TO BE DONE: Reissue the data from its first line through the line holding "column 439, row 457", inclusive, with "pin" changed to "marker" wherever it occurs and everything else left as is. Omit the pictures.

RAW RECORDS:
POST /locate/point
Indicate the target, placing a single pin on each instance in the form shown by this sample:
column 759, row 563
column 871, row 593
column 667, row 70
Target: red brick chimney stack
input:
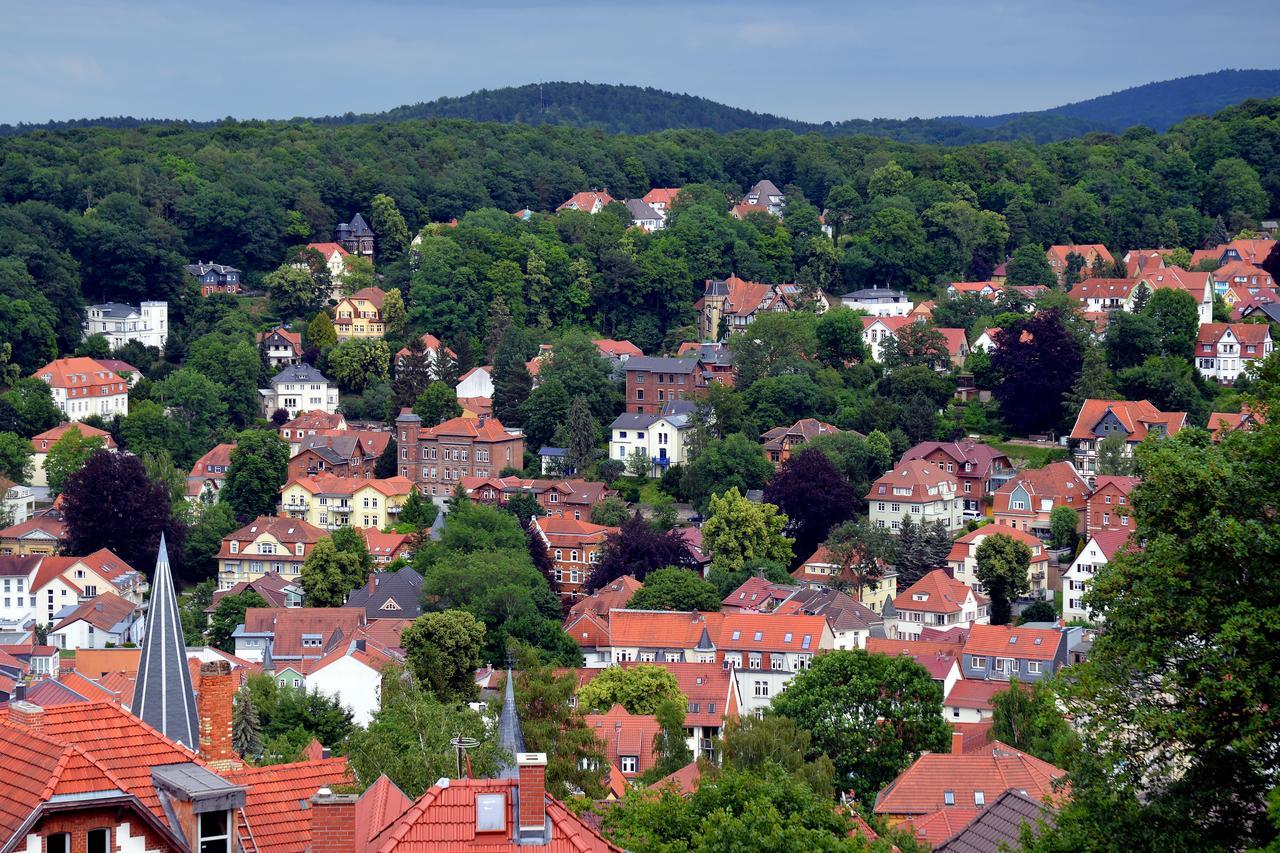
column 333, row 822
column 533, row 793
column 214, row 708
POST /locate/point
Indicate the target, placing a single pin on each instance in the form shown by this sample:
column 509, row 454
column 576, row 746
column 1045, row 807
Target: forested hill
column 634, row 109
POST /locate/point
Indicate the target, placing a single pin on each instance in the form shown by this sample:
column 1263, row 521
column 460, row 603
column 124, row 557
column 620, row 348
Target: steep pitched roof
column 163, row 696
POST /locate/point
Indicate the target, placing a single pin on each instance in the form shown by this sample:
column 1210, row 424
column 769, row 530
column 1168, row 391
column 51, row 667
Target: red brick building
column 439, row 457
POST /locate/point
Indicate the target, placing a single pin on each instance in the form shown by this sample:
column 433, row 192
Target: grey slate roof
column 298, row 373
column 1000, row 824
column 163, row 696
column 661, row 364
column 511, row 738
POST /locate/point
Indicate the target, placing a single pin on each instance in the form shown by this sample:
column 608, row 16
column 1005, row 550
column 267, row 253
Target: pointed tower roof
column 510, row 737
column 163, row 696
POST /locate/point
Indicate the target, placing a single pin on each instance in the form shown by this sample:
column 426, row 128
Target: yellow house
column 360, row 315
column 330, row 502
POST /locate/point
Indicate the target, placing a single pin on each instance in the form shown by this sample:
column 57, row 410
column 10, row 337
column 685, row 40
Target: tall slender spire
column 163, row 697
column 510, row 737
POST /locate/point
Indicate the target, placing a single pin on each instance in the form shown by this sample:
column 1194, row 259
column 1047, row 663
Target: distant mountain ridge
column 634, row 109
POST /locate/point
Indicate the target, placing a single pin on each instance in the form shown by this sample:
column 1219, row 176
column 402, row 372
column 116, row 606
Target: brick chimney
column 214, row 708
column 533, row 796
column 333, row 822
column 27, row 714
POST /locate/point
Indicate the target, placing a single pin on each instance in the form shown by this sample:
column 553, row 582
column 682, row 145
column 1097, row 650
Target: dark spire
column 510, row 737
column 163, row 697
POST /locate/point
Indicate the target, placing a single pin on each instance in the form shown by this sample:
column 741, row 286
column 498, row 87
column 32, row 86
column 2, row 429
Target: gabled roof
column 942, row 594
column 993, row 770
column 1006, row 641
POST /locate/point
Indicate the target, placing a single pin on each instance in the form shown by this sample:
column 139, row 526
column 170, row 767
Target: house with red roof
column 574, row 547
column 1002, row 652
column 1091, row 252
column 1225, row 350
column 1109, row 505
column 963, row 559
column 963, row 784
column 937, row 600
column 1133, row 419
column 1098, row 551
column 82, row 387
column 920, row 489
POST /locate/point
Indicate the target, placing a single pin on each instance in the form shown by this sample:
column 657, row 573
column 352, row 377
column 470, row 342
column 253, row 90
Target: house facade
column 83, row 387
column 297, row 388
column 119, row 323
column 920, row 489
column 437, row 459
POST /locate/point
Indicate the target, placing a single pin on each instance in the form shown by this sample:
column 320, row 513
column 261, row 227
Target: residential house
column 937, row 600
column 476, row 382
column 352, row 675
column 878, row 301
column 963, row 559
column 781, row 442
column 1091, row 252
column 653, row 382
column 41, row 443
column 574, row 547
column 918, row 488
column 940, row 660
column 282, row 347
column 732, row 304
column 570, row 497
column 1224, row 350
column 1027, row 502
column 1220, row 423
column 101, row 621
column 979, row 469
column 330, row 502
column 356, row 237
column 298, row 388
column 214, row 278
column 1109, row 503
column 295, row 637
column 661, row 199
column 389, row 594
column 822, row 570
column 209, row 473
column 1133, row 419
column 961, row 783
column 268, row 543
column 83, row 387
column 644, row 217
column 119, row 323
column 1001, row 652
column 437, row 459
column 1098, row 551
column 592, row 201
column 663, row 439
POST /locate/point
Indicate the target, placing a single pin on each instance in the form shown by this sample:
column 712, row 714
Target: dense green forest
column 634, row 109
column 96, row 214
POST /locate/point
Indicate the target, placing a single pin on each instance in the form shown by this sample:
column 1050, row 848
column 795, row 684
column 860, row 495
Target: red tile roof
column 277, row 799
column 1006, row 641
column 992, row 770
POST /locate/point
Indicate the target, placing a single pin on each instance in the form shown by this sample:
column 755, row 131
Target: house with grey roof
column 297, row 388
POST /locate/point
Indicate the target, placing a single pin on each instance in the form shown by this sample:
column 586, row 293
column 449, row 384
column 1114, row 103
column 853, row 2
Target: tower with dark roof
column 163, row 696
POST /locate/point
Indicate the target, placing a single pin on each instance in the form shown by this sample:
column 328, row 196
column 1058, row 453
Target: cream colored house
column 330, row 502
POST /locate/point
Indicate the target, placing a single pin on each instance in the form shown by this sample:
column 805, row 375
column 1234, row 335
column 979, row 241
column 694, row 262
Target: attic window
column 490, row 812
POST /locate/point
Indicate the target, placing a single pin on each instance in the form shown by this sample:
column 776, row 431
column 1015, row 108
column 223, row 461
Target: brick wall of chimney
column 218, row 687
column 333, row 822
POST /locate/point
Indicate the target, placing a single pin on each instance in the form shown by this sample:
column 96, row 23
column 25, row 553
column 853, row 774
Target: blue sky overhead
column 805, row 59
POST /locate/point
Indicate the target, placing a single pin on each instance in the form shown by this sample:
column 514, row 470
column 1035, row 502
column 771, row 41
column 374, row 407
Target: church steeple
column 163, row 696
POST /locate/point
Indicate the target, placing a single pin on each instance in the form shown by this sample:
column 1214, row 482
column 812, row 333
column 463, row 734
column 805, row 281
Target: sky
column 807, row 59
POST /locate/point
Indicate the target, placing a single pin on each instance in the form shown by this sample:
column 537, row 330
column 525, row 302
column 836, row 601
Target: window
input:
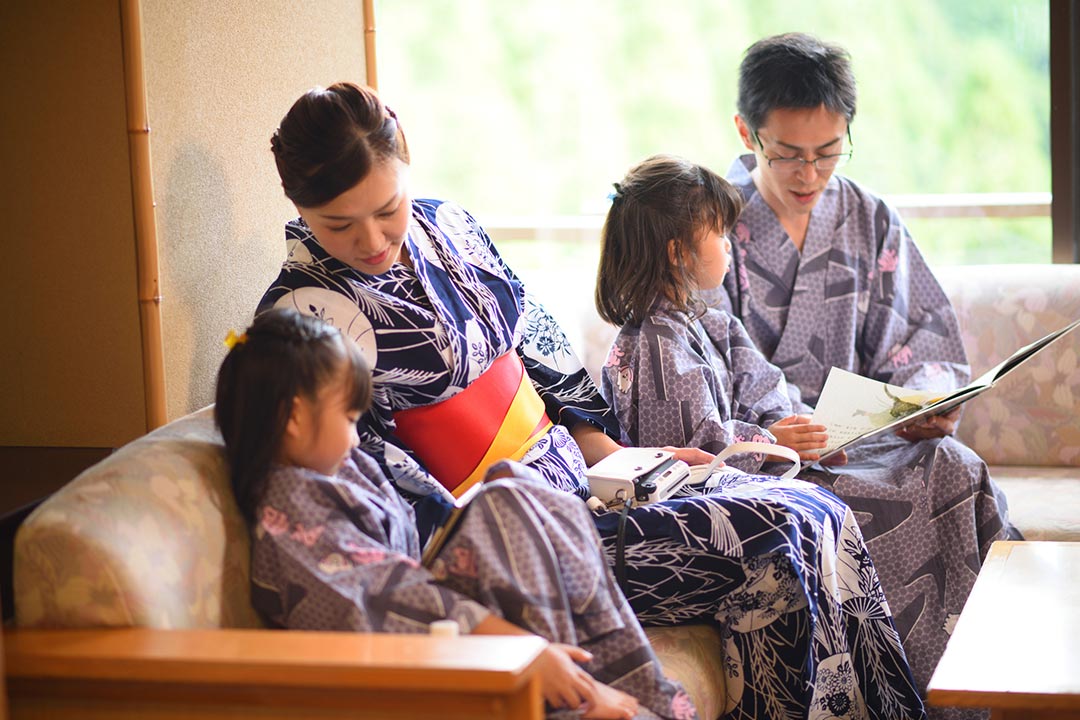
column 525, row 112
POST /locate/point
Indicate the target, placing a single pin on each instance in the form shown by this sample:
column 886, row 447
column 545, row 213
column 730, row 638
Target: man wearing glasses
column 826, row 274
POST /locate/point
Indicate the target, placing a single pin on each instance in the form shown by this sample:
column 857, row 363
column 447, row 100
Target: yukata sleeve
column 664, row 393
column 335, row 301
column 909, row 335
column 316, row 566
column 557, row 374
column 759, row 394
column 568, row 392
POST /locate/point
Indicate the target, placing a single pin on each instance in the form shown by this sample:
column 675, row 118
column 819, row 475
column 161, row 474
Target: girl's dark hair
column 331, row 138
column 283, row 355
column 794, row 70
column 661, row 199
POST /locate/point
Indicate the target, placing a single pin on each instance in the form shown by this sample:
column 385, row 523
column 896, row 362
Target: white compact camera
column 644, row 475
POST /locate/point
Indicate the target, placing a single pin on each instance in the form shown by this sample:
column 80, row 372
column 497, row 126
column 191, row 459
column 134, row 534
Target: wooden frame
column 158, row 675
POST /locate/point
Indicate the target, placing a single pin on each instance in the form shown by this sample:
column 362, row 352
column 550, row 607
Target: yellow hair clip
column 233, row 339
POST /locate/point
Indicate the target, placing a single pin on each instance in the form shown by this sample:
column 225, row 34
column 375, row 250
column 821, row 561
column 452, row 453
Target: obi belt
column 498, row 416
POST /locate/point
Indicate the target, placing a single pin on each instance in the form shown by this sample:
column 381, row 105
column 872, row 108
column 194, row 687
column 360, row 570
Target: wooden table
column 1016, row 646
column 167, row 675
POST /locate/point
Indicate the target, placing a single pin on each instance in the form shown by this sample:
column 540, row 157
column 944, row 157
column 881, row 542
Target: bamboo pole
column 373, row 76
column 146, row 234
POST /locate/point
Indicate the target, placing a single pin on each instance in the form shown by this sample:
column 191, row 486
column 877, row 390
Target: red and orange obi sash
column 498, row 416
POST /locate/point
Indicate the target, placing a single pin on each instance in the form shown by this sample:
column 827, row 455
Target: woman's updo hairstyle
column 329, row 139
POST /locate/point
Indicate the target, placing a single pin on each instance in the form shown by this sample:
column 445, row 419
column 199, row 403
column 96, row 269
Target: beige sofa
column 151, row 538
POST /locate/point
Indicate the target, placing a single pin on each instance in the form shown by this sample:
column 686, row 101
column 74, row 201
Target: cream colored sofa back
column 1030, row 418
column 149, row 537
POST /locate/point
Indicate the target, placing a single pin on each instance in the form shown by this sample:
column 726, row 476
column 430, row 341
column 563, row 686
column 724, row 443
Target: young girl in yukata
column 682, row 372
column 335, row 547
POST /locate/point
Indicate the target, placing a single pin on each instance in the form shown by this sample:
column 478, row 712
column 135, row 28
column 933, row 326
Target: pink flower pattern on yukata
column 463, row 562
column 273, row 520
column 613, row 356
column 888, row 261
column 307, row 537
column 901, row 356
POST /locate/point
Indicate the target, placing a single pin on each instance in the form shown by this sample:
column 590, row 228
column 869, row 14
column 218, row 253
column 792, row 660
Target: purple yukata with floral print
column 861, row 297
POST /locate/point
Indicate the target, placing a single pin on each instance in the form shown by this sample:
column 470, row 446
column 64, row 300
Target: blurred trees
column 535, row 107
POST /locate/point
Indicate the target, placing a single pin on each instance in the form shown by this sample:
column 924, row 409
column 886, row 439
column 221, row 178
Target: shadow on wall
column 199, row 259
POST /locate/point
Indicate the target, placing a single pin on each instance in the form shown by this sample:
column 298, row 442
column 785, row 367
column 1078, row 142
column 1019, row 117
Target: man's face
column 792, row 189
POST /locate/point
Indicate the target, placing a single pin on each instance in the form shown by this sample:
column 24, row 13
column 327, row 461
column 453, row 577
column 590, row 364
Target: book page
column 851, row 406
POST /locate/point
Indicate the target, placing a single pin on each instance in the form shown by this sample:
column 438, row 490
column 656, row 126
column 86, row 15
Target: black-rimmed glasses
column 821, row 163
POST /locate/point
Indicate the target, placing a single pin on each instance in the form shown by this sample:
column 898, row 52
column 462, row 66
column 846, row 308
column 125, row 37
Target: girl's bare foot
column 610, row 704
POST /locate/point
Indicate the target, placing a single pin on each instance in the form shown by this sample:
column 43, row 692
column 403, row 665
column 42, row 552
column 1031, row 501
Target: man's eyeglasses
column 821, row 163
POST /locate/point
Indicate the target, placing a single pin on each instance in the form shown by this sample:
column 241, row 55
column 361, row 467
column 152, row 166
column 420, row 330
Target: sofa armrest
column 232, row 673
column 1029, row 418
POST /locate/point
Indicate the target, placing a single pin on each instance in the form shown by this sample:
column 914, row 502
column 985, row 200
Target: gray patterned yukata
column 342, row 554
column 861, row 297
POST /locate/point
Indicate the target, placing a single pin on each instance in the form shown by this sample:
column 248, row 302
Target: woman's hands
column 797, row 433
column 565, row 684
column 691, row 456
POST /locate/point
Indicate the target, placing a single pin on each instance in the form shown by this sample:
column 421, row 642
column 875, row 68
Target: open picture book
column 854, row 408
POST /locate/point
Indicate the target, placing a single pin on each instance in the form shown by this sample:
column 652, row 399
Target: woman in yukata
column 336, row 547
column 825, row 274
column 469, row 368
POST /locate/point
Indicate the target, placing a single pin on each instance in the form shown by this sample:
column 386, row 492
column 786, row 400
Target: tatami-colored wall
column 70, row 363
column 219, row 77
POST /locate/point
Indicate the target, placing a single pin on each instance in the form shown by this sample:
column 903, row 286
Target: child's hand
column 691, row 456
column 935, row 425
column 795, row 432
column 564, row 683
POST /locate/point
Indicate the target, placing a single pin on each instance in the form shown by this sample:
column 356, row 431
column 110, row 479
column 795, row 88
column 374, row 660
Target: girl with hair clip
column 683, row 374
column 335, row 547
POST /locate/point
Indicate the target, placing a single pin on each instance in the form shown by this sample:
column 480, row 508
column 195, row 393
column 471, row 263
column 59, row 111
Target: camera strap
column 620, row 546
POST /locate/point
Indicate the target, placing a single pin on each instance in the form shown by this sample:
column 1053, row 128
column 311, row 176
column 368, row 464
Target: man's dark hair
column 329, row 140
column 794, row 70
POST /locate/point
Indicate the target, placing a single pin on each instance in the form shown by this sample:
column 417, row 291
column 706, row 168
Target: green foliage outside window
column 535, row 107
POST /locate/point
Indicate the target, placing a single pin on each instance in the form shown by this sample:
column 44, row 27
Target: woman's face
column 365, row 226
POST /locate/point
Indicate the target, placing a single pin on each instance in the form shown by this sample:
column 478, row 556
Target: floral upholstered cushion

TASK RESPONSE:
POST /locate/point
Indicate the target, placing a single marker on each instance in the form shown by this sample:
column 759, row 563
column 871, row 593
column 667, row 70
Target: red brick chimney stack
input:
column 333, row 822
column 533, row 793
column 214, row 708
POST /locate/point
Indicate the target, placing a single marker on each instance in the form shown by this sample:
column 509, row 454
column 576, row 746
column 1045, row 807
Target: forested hill
column 634, row 109
POST /locate/point
Indicate the target, placing a single marker on each instance in the form shown by this sample:
column 1263, row 521
column 460, row 603
column 124, row 557
column 620, row 348
Target: steep pitched roof
column 163, row 696
POST /locate/point
Indicate the target, placing a single marker on each instance in the form shown by this sample:
column 1210, row 424
column 769, row 530
column 1168, row 391
column 51, row 667
Target: red brick building
column 439, row 457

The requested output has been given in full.